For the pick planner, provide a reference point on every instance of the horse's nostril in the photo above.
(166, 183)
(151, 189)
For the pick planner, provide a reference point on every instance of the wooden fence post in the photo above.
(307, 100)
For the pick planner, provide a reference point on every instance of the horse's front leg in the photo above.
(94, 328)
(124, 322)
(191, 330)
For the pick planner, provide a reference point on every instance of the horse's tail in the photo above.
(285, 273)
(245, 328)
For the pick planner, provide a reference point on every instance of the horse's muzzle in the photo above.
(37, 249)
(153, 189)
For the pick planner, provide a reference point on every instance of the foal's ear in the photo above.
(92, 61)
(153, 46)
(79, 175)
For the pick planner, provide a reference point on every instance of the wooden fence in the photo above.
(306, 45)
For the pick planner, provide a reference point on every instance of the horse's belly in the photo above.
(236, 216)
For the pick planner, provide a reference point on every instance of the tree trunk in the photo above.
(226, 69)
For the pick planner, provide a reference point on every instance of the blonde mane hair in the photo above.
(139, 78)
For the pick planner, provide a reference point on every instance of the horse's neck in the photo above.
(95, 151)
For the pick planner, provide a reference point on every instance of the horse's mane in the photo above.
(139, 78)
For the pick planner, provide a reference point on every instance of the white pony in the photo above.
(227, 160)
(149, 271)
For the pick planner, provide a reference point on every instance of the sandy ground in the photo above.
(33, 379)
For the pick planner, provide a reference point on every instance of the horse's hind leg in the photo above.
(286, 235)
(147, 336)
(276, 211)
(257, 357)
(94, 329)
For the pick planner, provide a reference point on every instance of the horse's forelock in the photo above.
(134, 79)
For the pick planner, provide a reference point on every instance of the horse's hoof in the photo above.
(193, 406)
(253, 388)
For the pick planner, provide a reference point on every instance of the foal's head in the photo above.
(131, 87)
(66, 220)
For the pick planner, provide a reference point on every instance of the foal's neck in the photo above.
○ ○ ○ ○ ○
--- Exercise goal ---
Lay out every one of the records above as a numbered list, leaving out any blank lines.

--- Final answer ---
1. For the pick planner, provide a reference point on every instance of the horse's nostril in the photo above.
2. (166, 183)
3. (151, 189)
4. For the pick planner, provide a reference point on every instance of the wooden fence post in the photo above.
5. (307, 100)
6. For the pick planner, provide a reference point on every instance of the horse's front leg in the photo above.
7. (94, 328)
8. (124, 322)
9. (191, 330)
10. For the pick planner, provide a reference point on every instance of the horse's tail in the photo above.
11. (285, 273)
12. (245, 328)
13. For the pick planner, provide a reference point on every instance of the horse's muzzle in the photo above.
14. (37, 249)
15. (153, 189)
16. For the pick planner, provide a reference point on every instance of the foal's ear in the photo above.
17. (92, 61)
18. (153, 46)
19. (79, 175)
20. For the pick planner, provide a reference point on every instance of the wooden fence in the photo above.
21. (306, 45)
22. For the pick planner, provide a reference point on every instance of the horse's belly in the photo above.
23. (236, 216)
24. For the pick planner, provide a reference point on every instance of the tree trunk in the photo above.
25. (226, 69)
26. For the pick planner, provide a reference point on every instance of the blonde mane hair in the photo above.
27. (139, 78)
28. For the pick planner, provide a reference point on every instance of the horse's neck in the photo above.
29. (95, 151)
30. For the pick planner, provide a reference point on every instance of the horse's mane in the photo above.
31. (139, 78)
32. For the pick planner, provide a reference point on every instance of the white pony in the photo above.
33. (227, 160)
34. (149, 271)
35. For the pick planner, provide a reference point on every instance of the sandy ground in the photo above.
36. (33, 379)
37. For the pick planner, provide a reference point on every instance of the horse's hind leg in the photo above.
38. (286, 235)
39. (147, 336)
40. (276, 211)
41. (257, 357)
42. (94, 329)
43. For the pick planner, provide a reference point on every instance of the horse's forelock in the photo above.
44. (134, 79)
45. For the pick planner, provide a reference point on every instance of the horse's hoof in the photo above.
46. (193, 406)
47. (253, 388)
48. For the pick planner, provide a reference point on every instance of the foal's head in the photo above.
49. (131, 87)
50. (66, 220)
51. For the pick planner, provide a reference point on every instance of the foal's neck in the photo above.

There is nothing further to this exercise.